# Vinyl/linoleum seam?



## works4me (Sep 1, 2007)

I'm doing a punch list on a for sale home - they asked if I could close a seam in the vinyl/linoleum floor between the kitchen and laundry room under the door (about 3' wide), its curling up a little on both edges. Can I just use one of the $15.00 kits from Lowes for this or is that a mistake waiting for me to happen too. I don't know if it's vinyl of linoleum and does that matter or not - o.k. obviously flooring isn't my thing. But they were hoping not to call a specialist for a 3' seam (it won't hurt my feelings if they have to though). thanks


----------



## Floorwizard (Sep 24, 2003)

curling is usually a "too late" event.
It is shrinking and seam sealer is not going to make it stick.

flatbar would work though


----------



## works4me (Sep 1, 2007)

Thanks florcraft, that's all I needed to know. They didn't want a bar, but I'll tell them it's all I can do for them now.


----------



## GoodHouse (Sep 3, 2007)

You can TRY this.... get some sheet flooring adhesive, spread it in the seam area thats curled...You can try using a heat gun and getting it to relax. Roll the vinyl down, used a flat piece of lumber with some weight to it. Once its relaxed and warm, place a flat board on it with a good amout of weight and let dry over night. The next day clean up all glue with some afta or goof off or something. 

This is worth a try because it will cost you very very little. good luck


----------



## TimelessQuality (Sep 23, 2007)

What do you guys use before it's too late (new floor)??


----------



## GoodHouse (Sep 3, 2007)

Timeless, i dont really understand your question? are you asking what do you do to prevent it from curling? It should not curl if its properly bonded and sealed. But some cheap vinyl does funny things. The curling in this situation is most likely do to having not enough adhesive and no use of seam sealer to weld the pieces together


----------



## TimelessQuality (Sep 23, 2007)

# Data lines:

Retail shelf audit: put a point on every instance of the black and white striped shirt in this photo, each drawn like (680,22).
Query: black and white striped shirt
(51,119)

# Aim:
In the forum thread about the vinyl floor seam, why does Floorwizard say seam sealer will not make the curled edges stick?

# Solved problem:
Because the flooring is shrinking.